- WHAT YOU NEED TO DO: Count the lines in the material below that contain the word "cumulus", and reply with the number only.

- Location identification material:
* * * * *
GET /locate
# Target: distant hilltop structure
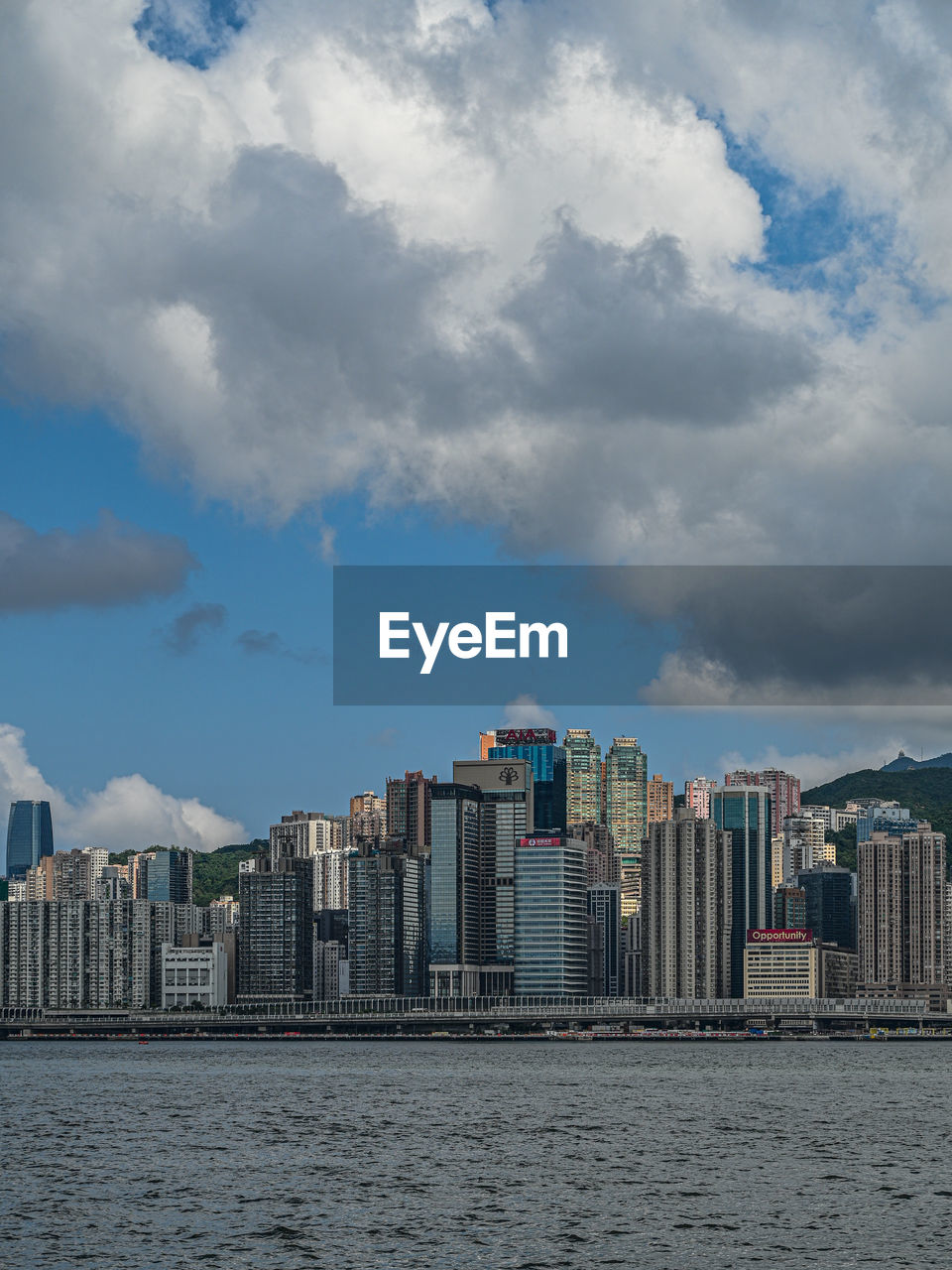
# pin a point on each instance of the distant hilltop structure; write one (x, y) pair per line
(904, 763)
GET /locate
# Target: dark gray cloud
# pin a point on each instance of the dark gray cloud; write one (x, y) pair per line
(109, 563)
(184, 633)
(271, 644)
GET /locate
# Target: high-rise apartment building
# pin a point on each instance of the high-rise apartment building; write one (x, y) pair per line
(583, 757)
(789, 908)
(626, 813)
(687, 910)
(604, 908)
(276, 930)
(660, 799)
(30, 835)
(782, 788)
(476, 820)
(537, 746)
(368, 817)
(551, 919)
(697, 797)
(829, 903)
(388, 920)
(900, 898)
(409, 808)
(747, 813)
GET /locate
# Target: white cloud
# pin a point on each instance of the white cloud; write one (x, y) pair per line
(127, 812)
(338, 259)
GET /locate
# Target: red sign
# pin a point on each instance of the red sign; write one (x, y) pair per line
(779, 937)
(525, 737)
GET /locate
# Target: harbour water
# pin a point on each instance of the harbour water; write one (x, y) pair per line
(368, 1156)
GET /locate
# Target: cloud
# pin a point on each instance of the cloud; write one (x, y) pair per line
(525, 711)
(181, 635)
(271, 644)
(127, 812)
(462, 259)
(111, 563)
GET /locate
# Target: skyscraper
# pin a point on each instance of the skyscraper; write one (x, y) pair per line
(900, 912)
(626, 813)
(782, 788)
(388, 920)
(604, 907)
(276, 930)
(687, 910)
(551, 919)
(829, 903)
(30, 835)
(168, 876)
(538, 747)
(583, 757)
(660, 799)
(747, 813)
(476, 821)
(409, 808)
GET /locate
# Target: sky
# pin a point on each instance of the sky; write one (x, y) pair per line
(285, 286)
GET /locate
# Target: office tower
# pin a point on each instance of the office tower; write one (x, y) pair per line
(583, 762)
(75, 953)
(388, 920)
(900, 912)
(72, 875)
(829, 903)
(276, 930)
(631, 983)
(697, 797)
(747, 813)
(884, 818)
(409, 808)
(306, 833)
(368, 817)
(462, 938)
(604, 908)
(789, 908)
(168, 878)
(551, 919)
(782, 788)
(687, 910)
(780, 962)
(538, 747)
(601, 858)
(660, 801)
(30, 835)
(626, 813)
(40, 880)
(475, 824)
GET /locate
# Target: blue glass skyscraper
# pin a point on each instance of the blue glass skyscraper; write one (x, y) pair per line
(30, 834)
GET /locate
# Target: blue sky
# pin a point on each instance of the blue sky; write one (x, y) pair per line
(409, 285)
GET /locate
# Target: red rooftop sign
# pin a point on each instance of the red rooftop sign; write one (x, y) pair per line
(779, 937)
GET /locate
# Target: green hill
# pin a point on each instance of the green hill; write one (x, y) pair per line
(927, 793)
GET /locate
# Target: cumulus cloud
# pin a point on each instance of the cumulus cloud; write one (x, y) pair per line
(111, 563)
(127, 812)
(182, 633)
(271, 644)
(498, 263)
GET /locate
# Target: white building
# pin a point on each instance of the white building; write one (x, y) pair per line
(194, 976)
* * * * *
- CORRECT OUTPUT: 2